引文 >>

从境界来讲,《诗经》中和《关雎》相近的很有几篇。我觉得孔夫子唯独列《关雎》而摒其他为《诗经》第一,首先就是它的音律。譬如,四句一段,四句换韵,首句用韵,一韵下来,平仄区分,脚字平仄相间,直接跨过了秦汉三国两晋南北朝,简直就是唐末的规矩。《诗经》中唯此一篇最典型,毫无瑕疵,“乐而不淫”也可以理解为讲究诗律音韵而不泛滥,所以列为《诗经》第一篇,也可以说孔夫子看到了诗律的未来。
章太炎先生曾说,“三代以前,民皆知天文。”上古年代人们对于音韵诗律的认识,虽然没有系统的理论化,却也是由感天成。
欧洲最有名的诗该是十四行诗了,出现相当于中国元末之际,五四时期曾喧嚣一时。十四行诗,规则由阿尔佐(1235年 - 1294年)所建,最初流行于意大利,彼特拉克的创作使其臻于完美,后传到欧洲各国。
意大利十四行诗,分为两段,先八后六。前八句韵牌是 a-b-b-a, a-b-b-a。后六句有两种,c-d-e-c-d-e,或者 c-d-c-c-d-c。它这样的律韵规则安排,不可能和中国上古的诗韵那样有感天成,可以确认不会是生产生活中产生,所以我称之为“人为扎出来的纸花”。说不定就是马可波罗前后,唐诗宋词元曲传去欧洲,引起文人关注而创制。
(三)
天生而成的中国诗词,我们后人应珍惜,应有足够的文化自信。下面我就来抽丝剥茧,试着和《辞海》、《现代汉语词典》商榷,什么是“诗”。当然,我不会按照文学原理给出的思路很罗嗦地得出结论。
文学体裁的分类上,有“二分法、三分法、四分法、五分法”,不论那种分法,都只是相对的。“二分法”主要是中国古代的分法,有韵无韵而分为散文和韵文,诗歌属于韵文一类,只适用于中国古代,降至元朝;三分法主要是西方的分法,分叙事、抒情、戏剧。虽有些历史,却是错误的分法,是写法和表达形式的混淆。西方至今还是这种分法,这对西方一向倡导的逻辑关系有足够的讽刺;“五分法”是现在时髦的分法,在四分法上增加了一个新的文学体裁剧小说,好像介于小说和戏剧之间,实际上甚无意义。完全符合戏剧要求,就是戏剧,稍有不合戏剧要求,就是小说,顶多是小说多了个类别,这没得说。
关键就是“四分法”,最初是鲁迅提出来的。五四运动以后,随着文学革命运动的开展,新诗歌、新小说、新剧本以及散文小品的创作,都得到了很大的发展。那时国外关于文学体裁分类的理论也被介绍过来,于是,“四分法”就在继承过去文学分类的优点和改正外来分类谬误的基础上明确地确定下来。鲁迅在论小品文时说,“五四”以来“散文小品的成功,几乎在小说戏曲和诗歌之上”,这就是采用“四分法”的分类。三十年代,鲁迅、茅盾等所编的《新文学大系》,也是按小说、诗、散文、戏剧四类标准来编的。必须指出,鲁迅、矛盾并没有告诉我们定义“小说、戏剧、散文、诗”怎样,以致今天说法丛生,各抒己见。

数据摘录 >>
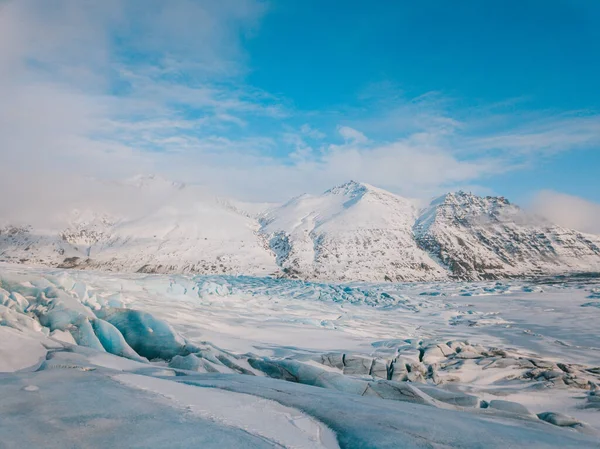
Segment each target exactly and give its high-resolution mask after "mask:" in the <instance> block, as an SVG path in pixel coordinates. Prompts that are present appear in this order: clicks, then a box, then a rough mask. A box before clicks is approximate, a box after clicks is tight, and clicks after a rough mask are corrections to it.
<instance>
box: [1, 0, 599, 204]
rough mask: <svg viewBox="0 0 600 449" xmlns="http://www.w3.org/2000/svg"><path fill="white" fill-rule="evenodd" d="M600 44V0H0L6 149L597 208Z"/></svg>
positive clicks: (208, 185) (282, 198)
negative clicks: (580, 204) (540, 200)
mask: <svg viewBox="0 0 600 449" xmlns="http://www.w3.org/2000/svg"><path fill="white" fill-rule="evenodd" d="M598 55H600V2H597V1H595V0H588V1H585V0H570V1H567V0H564V1H562V0H546V1H533V0H521V1H513V0H503V1H476V0H471V1H469V0H464V1H455V2H451V1H444V0H435V1H434V0H428V1H422V2H408V1H380V2H363V1H348V0H346V1H341V0H340V1H337V0H326V1H324V0H320V1H319V0H285V1H283V0H281V1H274V0H273V1H261V0H221V1H212V0H206V1H193V0H174V1H172V2H162V1H159V0H148V1H141V0H106V1H102V2H100V1H99V2H78V1H75V0H56V2H53V3H52V5H50V6H49V5H48V3H47V2H44V1H42V0H20V1H14V0H0V69H1V70H0V94H1V95H2V97H3V100H4V101H3V103H2V105H0V117H3V118H4V120H3V121H0V136H2V137H0V139H2V140H1V141H0V163H2V164H3V165H4V166H5V167H10V169H9V170H7V171H9V172H10V173H13V174H15V176H22V175H27V176H30V175H31V173H34V172H35V173H37V176H36V178H37V179H41V178H43V177H44V176H49V175H50V174H52V175H53V174H60V175H61V176H69V175H74V174H76V175H78V176H94V177H99V178H122V177H127V176H131V175H133V174H136V173H140V172H143V173H147V172H153V173H158V174H161V175H163V176H165V177H167V178H171V179H176V180H180V181H185V182H191V183H198V184H204V185H206V186H207V187H209V188H210V189H212V190H215V191H217V192H218V193H222V194H225V195H231V196H236V197H240V198H243V199H250V200H264V201H281V200H284V199H285V198H287V197H289V196H292V195H297V194H299V193H302V192H305V191H308V192H314V193H316V192H319V191H321V190H324V189H326V188H328V187H330V186H332V185H334V184H337V183H340V182H344V181H346V180H348V179H357V180H362V181H365V182H369V183H371V184H375V185H379V186H381V187H383V188H387V189H390V190H392V191H394V192H397V193H399V194H403V195H406V196H411V197H417V198H429V197H432V196H434V195H437V194H440V193H442V192H445V191H448V190H455V189H459V188H462V189H468V190H473V191H475V192H477V193H482V194H501V195H505V196H507V197H509V198H510V199H513V200H514V201H516V202H520V203H527V204H529V203H535V201H536V198H537V197H538V196H539V195H540V194H541V193H543V194H544V195H546V198H547V197H548V195H549V192H550V193H555V194H556V195H561V196H560V198H567V197H566V196H565V194H566V195H570V196H572V197H578V198H579V199H577V201H578V204H582V203H581V201H580V199H581V200H585V201H588V202H589V203H585V204H588V205H589V207H591V208H596V207H598V206H597V204H596V203H599V202H600V182H599V181H598V172H599V171H600V115H599V114H600V111H599V109H600V88H599V86H598V80H599V79H600V58H599V57H598ZM33 130H35V132H33ZM17 174H18V175H17ZM44 185H47V184H44ZM561 204H562V203H561Z"/></svg>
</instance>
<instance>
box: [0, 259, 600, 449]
mask: <svg viewBox="0 0 600 449" xmlns="http://www.w3.org/2000/svg"><path fill="white" fill-rule="evenodd" d="M0 282H1V284H0V304H1V305H0V397H2V401H0V447H1V448H4V447H6V448H22V447H61V448H62V447H110V446H112V447H144V448H146V447H196V446H197V447H219V448H222V447H241V446H242V445H245V446H248V447H287V448H300V447H306V448H309V447H321V448H337V447H347V448H352V447H390V448H398V447H469V448H470V447H486V448H488V447H502V448H504V447H524V446H528V447H595V448H600V443H599V441H600V390H599V389H598V387H597V385H598V384H600V325H599V324H600V321H599V320H600V282H599V281H598V280H597V279H596V280H595V279H592V278H579V279H560V278H549V279H546V280H543V281H542V280H540V281H536V282H525V281H506V282H502V283H496V282H492V283H484V282H481V283H419V284H390V283H387V284H349V285H332V284H314V283H308V282H301V281H291V280H272V279H266V278H252V277H222V276H209V277H207V276H198V277H192V276H167V275H132V274H128V275H115V274H110V275H109V274H99V273H93V272H89V271H63V270H50V269H32V268H26V267H23V266H9V265H2V266H0Z"/></svg>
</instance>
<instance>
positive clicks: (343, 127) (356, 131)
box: [338, 126, 369, 143]
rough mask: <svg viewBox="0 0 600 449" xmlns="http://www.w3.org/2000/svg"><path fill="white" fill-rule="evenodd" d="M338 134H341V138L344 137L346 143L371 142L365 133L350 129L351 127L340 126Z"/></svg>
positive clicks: (339, 126) (350, 128) (358, 142)
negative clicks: (367, 141)
mask: <svg viewBox="0 0 600 449" xmlns="http://www.w3.org/2000/svg"><path fill="white" fill-rule="evenodd" d="M338 133H340V136H342V137H343V138H344V140H346V142H352V143H365V142H367V141H368V140H369V139H367V136H365V135H364V134H363V133H361V132H360V131H358V130H356V129H354V128H350V127H349V126H339V127H338Z"/></svg>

练习 >>
(a) 逐字照录引文中的一段：从含有“从境界来讲,《诗经》中和《关”的那句开始，到“以说孔夫子看到了诗律的未来。”为止。
(b) 按引文所述，文学体裁的“四分法”最初是谁提出来的？

参考答案 >>
(a)
从境界来讲,《诗经》中和《关雎》相近的很有几篇。我觉得孔夫子唯独列《关雎》而摒其他为《诗经》第一,首先就是它的音律。譬如,四句一段,四句换韵,首句用韵,一韵下来,平仄区分,脚字平仄相间,直接跨过了秦汉三国两晋南北朝,简直就是唐末的规矩。《诗经》中唯此一篇最典型,毫无瑕疵,“乐而不淫”也可以理解为讲究诗律音韵而不泛滥,所以列为《诗经》第一篇,也可以说孔夫子看到了诗律的未来。

(b) 鲁迅。